Sort through the data and copy the lines holding the word "smoke".

:: Supplied entries ::

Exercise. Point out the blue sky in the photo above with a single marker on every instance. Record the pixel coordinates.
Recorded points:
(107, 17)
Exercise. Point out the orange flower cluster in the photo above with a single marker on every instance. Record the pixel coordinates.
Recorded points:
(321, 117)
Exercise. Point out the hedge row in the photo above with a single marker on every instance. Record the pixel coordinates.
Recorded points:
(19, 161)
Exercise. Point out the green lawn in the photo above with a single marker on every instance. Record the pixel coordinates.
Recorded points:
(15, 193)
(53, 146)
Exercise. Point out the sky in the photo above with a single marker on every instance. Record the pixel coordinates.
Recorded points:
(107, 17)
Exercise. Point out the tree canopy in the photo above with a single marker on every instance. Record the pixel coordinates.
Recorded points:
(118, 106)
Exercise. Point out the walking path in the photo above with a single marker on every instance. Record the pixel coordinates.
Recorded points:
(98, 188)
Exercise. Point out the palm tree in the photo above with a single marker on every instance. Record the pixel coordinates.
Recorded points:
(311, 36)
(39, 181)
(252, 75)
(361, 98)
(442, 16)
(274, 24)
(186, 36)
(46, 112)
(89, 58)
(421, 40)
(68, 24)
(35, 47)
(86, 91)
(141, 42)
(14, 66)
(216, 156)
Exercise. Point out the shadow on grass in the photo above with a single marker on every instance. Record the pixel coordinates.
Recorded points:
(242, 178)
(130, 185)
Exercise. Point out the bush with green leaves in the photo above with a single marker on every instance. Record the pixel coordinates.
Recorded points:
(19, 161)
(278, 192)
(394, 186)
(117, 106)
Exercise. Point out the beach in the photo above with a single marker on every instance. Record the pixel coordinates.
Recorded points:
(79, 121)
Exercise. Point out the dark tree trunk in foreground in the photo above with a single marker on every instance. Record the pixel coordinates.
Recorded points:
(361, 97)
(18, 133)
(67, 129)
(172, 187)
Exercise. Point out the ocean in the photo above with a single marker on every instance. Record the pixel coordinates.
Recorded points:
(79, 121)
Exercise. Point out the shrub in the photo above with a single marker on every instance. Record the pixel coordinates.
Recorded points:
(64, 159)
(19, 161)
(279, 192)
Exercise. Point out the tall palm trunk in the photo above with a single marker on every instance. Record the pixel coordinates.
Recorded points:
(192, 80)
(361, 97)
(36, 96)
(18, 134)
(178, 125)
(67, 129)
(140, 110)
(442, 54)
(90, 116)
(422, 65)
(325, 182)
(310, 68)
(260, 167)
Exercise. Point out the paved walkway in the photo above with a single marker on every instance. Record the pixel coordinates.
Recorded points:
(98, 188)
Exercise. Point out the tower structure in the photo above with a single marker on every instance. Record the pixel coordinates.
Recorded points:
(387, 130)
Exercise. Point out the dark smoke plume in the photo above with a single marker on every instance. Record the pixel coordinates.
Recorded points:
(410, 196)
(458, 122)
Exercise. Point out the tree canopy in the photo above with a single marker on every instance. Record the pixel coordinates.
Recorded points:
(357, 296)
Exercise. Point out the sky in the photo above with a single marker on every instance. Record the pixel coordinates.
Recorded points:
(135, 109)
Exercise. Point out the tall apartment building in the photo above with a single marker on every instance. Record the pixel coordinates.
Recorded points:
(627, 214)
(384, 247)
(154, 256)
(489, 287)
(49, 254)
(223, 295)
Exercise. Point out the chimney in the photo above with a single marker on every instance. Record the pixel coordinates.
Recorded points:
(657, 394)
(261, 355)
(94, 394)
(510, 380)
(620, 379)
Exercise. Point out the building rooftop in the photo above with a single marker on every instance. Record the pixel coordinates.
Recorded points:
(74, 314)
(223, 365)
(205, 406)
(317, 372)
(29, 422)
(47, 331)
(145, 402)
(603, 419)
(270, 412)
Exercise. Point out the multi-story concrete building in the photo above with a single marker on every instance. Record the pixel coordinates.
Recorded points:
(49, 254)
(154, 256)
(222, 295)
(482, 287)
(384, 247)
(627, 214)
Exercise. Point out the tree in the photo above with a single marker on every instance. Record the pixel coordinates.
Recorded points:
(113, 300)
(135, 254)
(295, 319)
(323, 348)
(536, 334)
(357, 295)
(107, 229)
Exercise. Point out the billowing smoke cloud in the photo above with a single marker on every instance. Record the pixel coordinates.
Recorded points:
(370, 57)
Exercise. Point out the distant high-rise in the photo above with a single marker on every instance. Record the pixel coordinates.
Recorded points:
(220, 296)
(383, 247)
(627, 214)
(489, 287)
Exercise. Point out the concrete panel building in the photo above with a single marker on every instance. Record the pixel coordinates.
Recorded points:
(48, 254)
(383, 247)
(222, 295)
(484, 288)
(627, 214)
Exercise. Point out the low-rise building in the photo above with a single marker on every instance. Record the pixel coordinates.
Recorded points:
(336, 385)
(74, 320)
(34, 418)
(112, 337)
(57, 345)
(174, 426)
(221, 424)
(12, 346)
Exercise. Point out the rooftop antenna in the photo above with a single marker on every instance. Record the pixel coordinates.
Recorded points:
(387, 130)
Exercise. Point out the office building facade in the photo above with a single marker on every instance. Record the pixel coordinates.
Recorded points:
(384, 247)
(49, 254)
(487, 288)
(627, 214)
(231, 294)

:::

**Result for this task:**
Exercise. Point out the dark smoke plume in the photo above with a single marker on every instance. Record the pixel coordinates.
Exercise. Point out the billowing smoke cloud in the photo above with a single marker on every instance. Record the pixel coordinates.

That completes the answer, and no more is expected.